DATASET RECORDS →
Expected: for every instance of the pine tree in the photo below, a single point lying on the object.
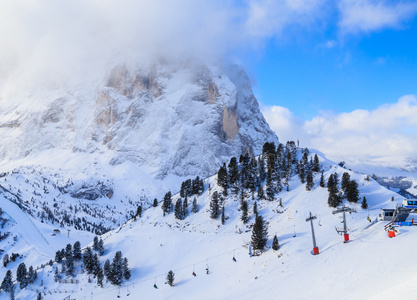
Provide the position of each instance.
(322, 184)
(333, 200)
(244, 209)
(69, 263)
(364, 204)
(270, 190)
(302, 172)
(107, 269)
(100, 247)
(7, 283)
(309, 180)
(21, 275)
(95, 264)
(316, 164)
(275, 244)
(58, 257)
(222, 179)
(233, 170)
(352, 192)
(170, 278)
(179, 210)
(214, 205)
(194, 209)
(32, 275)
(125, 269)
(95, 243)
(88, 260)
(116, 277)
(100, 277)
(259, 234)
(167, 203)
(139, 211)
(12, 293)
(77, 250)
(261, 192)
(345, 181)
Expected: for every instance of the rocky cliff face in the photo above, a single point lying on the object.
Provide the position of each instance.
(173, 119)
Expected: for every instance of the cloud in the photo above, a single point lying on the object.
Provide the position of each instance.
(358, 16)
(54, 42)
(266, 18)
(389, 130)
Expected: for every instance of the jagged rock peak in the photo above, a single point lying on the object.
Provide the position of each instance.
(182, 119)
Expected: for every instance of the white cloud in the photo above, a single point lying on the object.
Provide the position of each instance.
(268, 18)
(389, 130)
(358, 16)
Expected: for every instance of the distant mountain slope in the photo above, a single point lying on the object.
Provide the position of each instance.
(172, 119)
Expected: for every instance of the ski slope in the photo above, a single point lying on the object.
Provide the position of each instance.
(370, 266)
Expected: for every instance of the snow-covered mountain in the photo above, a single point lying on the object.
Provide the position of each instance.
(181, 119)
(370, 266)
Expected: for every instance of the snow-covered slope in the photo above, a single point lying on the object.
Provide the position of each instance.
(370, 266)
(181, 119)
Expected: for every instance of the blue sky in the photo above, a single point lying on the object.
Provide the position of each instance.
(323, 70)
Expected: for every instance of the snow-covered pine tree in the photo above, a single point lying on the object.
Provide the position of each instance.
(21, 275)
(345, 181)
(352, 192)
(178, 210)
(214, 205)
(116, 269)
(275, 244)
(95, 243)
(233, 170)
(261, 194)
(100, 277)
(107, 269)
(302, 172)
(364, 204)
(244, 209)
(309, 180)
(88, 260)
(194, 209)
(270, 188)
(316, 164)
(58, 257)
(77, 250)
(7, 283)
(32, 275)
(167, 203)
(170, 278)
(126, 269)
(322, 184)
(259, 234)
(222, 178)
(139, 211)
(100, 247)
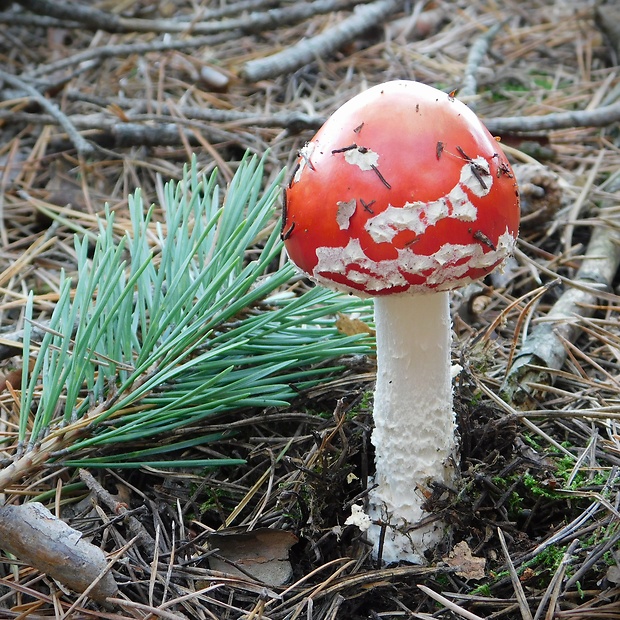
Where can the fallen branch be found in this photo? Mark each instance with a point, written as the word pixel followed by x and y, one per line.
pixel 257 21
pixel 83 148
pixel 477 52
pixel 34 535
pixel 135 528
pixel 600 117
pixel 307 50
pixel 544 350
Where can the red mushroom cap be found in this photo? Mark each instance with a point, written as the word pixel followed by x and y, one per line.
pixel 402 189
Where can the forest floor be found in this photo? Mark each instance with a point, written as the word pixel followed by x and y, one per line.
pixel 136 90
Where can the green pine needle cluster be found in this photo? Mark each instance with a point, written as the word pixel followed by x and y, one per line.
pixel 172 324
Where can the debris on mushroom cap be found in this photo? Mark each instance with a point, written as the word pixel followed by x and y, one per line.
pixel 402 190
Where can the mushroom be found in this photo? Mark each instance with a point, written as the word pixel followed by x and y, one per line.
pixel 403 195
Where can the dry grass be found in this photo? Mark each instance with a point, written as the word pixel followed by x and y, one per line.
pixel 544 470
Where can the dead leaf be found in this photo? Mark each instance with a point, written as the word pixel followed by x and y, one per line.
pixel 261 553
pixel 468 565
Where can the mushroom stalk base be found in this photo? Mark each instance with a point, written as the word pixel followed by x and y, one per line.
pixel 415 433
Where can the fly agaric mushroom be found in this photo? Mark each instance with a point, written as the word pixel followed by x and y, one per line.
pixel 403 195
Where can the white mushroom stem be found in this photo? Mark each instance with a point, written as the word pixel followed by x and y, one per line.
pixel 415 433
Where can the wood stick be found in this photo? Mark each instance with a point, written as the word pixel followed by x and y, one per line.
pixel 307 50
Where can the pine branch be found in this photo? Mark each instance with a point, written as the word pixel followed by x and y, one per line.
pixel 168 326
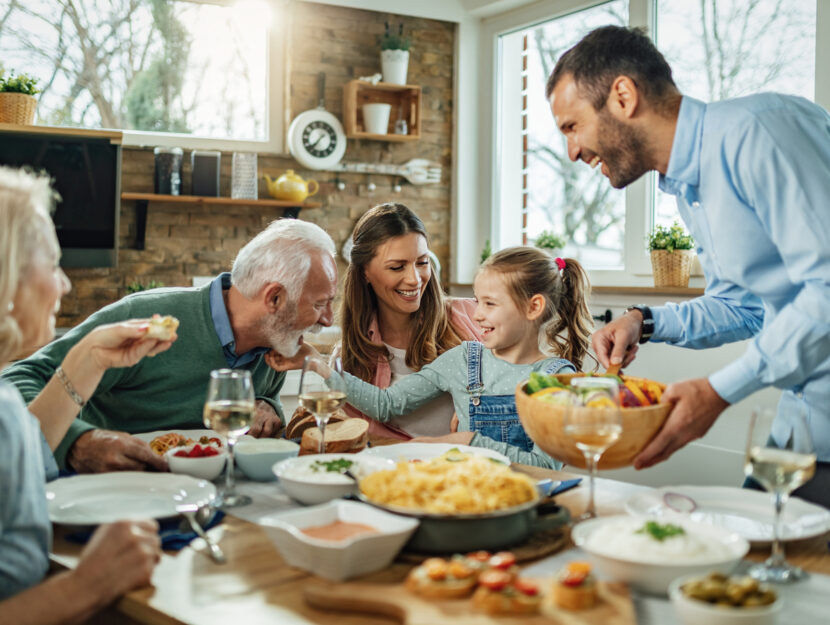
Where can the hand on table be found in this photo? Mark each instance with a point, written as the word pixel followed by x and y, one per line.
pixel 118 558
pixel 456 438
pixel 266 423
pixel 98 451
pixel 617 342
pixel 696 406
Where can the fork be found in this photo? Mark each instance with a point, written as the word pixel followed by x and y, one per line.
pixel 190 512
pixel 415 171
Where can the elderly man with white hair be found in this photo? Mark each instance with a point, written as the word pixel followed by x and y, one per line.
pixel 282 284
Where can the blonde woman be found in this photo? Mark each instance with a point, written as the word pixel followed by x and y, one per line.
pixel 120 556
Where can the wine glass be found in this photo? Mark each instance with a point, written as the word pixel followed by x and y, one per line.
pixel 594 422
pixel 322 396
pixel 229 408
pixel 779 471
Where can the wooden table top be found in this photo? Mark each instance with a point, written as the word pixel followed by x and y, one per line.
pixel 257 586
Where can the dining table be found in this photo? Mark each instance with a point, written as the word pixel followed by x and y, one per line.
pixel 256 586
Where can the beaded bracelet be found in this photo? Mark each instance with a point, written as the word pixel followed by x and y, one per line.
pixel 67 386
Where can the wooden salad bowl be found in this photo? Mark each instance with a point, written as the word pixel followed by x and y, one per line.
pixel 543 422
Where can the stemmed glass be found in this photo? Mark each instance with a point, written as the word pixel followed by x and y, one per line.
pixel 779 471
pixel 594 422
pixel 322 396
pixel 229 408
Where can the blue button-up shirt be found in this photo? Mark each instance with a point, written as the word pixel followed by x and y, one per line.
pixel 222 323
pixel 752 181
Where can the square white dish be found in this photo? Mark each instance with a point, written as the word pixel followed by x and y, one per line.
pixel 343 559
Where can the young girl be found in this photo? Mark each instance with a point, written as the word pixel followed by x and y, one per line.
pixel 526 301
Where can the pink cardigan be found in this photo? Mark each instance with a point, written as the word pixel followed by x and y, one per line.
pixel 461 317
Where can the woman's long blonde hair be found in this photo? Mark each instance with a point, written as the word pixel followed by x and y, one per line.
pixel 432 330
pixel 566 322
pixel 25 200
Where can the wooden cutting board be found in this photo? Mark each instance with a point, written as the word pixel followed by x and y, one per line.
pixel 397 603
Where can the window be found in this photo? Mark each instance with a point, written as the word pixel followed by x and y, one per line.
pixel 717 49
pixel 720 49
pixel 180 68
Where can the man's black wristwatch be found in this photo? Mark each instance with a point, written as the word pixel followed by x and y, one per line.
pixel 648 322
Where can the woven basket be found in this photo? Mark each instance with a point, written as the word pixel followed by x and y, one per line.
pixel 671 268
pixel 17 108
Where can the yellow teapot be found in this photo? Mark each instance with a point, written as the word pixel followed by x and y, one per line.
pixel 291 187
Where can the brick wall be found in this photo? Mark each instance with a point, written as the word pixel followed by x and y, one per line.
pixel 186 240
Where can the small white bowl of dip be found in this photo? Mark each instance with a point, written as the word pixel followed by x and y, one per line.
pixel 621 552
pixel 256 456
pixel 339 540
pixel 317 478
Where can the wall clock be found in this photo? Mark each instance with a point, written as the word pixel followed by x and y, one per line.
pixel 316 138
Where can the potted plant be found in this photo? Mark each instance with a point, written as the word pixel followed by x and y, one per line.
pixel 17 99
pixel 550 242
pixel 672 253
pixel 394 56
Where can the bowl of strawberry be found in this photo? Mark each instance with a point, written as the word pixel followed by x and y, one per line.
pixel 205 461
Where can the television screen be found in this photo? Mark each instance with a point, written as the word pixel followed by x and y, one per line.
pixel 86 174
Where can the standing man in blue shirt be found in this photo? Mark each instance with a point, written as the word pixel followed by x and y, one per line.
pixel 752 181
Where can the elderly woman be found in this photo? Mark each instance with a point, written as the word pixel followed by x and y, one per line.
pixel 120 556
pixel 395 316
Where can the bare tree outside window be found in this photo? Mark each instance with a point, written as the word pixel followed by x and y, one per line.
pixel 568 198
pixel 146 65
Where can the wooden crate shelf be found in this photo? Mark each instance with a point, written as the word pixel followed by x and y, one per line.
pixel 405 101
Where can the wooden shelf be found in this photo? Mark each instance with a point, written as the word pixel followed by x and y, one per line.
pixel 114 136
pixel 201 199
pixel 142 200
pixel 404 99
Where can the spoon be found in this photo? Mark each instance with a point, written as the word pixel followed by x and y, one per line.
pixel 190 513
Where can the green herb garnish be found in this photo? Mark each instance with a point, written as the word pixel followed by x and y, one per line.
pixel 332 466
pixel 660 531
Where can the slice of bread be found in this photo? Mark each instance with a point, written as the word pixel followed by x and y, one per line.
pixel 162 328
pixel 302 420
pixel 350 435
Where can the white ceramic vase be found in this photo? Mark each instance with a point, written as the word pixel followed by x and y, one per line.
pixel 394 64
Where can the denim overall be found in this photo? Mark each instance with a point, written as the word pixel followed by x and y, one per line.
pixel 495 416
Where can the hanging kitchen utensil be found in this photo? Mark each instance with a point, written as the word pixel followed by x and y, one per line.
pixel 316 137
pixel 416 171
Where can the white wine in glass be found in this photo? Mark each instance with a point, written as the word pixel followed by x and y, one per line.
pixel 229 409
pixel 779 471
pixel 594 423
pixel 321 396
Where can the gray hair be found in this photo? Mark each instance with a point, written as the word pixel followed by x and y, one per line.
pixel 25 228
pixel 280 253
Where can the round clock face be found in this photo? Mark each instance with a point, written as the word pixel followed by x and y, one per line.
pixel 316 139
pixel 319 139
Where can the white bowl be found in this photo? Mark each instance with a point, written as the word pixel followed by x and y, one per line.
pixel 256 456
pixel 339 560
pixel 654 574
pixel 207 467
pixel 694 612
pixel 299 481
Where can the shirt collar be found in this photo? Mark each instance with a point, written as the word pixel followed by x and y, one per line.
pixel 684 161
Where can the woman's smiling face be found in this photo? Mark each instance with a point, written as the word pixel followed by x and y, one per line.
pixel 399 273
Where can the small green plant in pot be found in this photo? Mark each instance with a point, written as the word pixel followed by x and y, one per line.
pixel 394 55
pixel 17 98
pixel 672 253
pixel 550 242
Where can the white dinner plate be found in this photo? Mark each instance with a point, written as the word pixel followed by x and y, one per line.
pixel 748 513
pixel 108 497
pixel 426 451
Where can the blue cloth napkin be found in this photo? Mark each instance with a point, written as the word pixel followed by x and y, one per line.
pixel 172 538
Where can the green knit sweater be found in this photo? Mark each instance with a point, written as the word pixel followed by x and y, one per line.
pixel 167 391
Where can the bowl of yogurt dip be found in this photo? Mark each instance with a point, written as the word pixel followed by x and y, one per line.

SET PROBLEM → Render the lines above as a numbered list, starting at the line that contains "Where can the bowl of strawberry" and ending at the line that contains "pixel 190 513", with both of those lines included. Omit any blank lines.

SOLUTION TO THIS EXERCISE →
1. Where can the bowl of strawberry be found in this photo? Mark each instance with a point, written as the word pixel followed by x and y, one per line.
2. pixel 205 461
3. Where can the television screen be found in this photo? Mark each instance with a point, written as the word pixel followed by x and y, one per line.
4. pixel 86 174
5. Where can the standing man in blue shirt be found in this photo? Mark each instance with a point, written as the word pixel followed by x and y, one per line.
6. pixel 752 181
7. Where can the elderly woman be found in this photo? Mark each instance with a point, written as the word pixel followed by x and y, one per line.
8. pixel 120 556
9. pixel 395 316
10. Where can the bare tree outside window be found in this photo? Mark each instance with a point, written as the word pixel followed by x and y, one per line.
11. pixel 568 198
12. pixel 146 65
13. Where can the wooden crate shelf be found in this photo? Mark each instance with a point, written as the word pixel followed by x and y, one per line.
14. pixel 405 101
15. Where can the wooden shelf be found in this photo? Mark each instance with a point, written as the word pixel followed by x and y, one per line.
16. pixel 114 136
17. pixel 201 199
18. pixel 142 200
19. pixel 404 99
20. Where can the spoon be found in this photo? Mark each instance with a point, written as the word pixel followed by x and y, one per line.
21. pixel 190 513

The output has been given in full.